Entries drawn from a dataset
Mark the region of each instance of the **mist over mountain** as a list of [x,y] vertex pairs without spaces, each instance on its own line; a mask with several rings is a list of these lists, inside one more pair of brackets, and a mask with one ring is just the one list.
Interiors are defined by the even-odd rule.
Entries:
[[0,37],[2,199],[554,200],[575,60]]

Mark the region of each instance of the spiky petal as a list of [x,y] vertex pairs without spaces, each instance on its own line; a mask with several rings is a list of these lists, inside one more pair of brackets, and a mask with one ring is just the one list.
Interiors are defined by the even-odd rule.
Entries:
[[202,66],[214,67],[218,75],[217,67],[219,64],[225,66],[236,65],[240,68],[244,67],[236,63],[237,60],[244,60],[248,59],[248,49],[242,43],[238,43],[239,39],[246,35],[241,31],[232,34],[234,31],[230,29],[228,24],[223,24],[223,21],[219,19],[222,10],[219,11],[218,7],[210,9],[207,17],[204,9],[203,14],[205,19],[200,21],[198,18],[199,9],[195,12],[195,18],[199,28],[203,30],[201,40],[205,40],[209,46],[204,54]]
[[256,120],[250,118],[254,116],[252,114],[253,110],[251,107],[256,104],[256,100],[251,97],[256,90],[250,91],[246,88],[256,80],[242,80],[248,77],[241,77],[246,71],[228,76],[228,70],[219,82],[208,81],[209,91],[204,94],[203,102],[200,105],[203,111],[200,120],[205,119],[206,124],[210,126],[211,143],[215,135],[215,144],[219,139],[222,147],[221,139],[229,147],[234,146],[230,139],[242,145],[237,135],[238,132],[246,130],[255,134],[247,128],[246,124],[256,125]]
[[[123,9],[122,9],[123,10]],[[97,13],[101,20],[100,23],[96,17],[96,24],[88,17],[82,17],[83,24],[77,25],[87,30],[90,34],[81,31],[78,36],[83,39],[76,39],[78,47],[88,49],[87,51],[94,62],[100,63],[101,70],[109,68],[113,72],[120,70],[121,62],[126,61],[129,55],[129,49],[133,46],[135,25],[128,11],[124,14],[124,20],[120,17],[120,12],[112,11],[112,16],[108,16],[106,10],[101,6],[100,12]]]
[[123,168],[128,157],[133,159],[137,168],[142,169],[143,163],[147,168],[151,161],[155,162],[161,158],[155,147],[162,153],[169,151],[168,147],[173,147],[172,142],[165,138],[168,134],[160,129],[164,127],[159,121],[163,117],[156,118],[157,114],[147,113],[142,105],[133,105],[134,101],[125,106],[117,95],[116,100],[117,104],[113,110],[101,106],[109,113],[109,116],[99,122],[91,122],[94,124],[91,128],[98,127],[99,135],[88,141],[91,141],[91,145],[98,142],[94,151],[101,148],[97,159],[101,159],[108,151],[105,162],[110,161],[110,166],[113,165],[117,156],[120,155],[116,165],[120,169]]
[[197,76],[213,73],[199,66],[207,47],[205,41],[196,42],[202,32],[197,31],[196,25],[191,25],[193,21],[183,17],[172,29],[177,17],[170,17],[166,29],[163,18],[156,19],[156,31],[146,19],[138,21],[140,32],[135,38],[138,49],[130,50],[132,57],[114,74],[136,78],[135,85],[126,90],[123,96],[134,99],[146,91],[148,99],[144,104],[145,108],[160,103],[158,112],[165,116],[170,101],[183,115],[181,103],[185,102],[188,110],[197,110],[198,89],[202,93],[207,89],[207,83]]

*Job*: Reproduce verbatim every line from the beginning of the records through the line containing "[[0,37],[2,199],[554,200],[575,60]]", including that line.

*The completed task*:
Mark the region of each instance of the **mist over mountain** as a list of [x,y] vertex pairs without spaces, each instance on its own line; a mask with several rings is a list of these lists, inside one more pair of brackets, and a mask with one ring is just the one list.
Interiors are defined by the even-odd rule.
Entries:
[[0,37],[2,199],[554,200],[575,60]]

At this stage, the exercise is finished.